*EXERCISE INSTRUCTIONS*
Format every line of the material below as a numbered list, leaving out any blank lines.

Records in a dataset:
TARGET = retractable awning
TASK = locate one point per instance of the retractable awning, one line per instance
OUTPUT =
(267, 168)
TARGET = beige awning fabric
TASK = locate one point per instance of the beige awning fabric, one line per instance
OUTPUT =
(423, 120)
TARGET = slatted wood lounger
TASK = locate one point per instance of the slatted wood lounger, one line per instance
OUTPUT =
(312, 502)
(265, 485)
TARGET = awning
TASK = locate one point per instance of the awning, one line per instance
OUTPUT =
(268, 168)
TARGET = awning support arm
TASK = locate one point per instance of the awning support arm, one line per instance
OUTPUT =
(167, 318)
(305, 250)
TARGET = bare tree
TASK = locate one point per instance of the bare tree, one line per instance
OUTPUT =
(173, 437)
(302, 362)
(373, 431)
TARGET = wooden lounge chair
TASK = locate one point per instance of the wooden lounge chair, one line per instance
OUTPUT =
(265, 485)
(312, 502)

*TASK SOLUTION*
1. TARGET = retractable awning
2. TASK = locate one point per instance of the retractable awning, one line per instance
3. OUTPUT =
4. (267, 168)
5. TARGET = beige awning fabric
6. TASK = locate one point per instance of the beige awning fabric, one line per instance
7. OUTPUT =
8. (423, 120)
9. TARGET = slatted wood lounger
10. TASK = locate one point per instance of the slatted wood lounger, one line per instance
11. OUTPUT =
12. (312, 502)
13. (265, 485)
14. TARGET = awning
15. TASK = locate one point per instance of the awning, one line per instance
16. OUTPUT =
17. (268, 168)
18. TARGET = awning support arm
19. TASK = locate one point per instance of the awning support arm, one line per instance
20. OUTPUT =
21. (167, 318)
22. (305, 250)
23. TARGET = bare tree
24. TASK = locate one point per instance of the bare tree, one line per instance
25. OUTPUT =
26. (173, 437)
27. (302, 362)
28. (373, 431)
29. TARGET = wooden lounge chair
30. TASK = locate one point per instance of the wooden lounge chair, one line per instance
31. OUTPUT =
32. (265, 485)
33. (312, 502)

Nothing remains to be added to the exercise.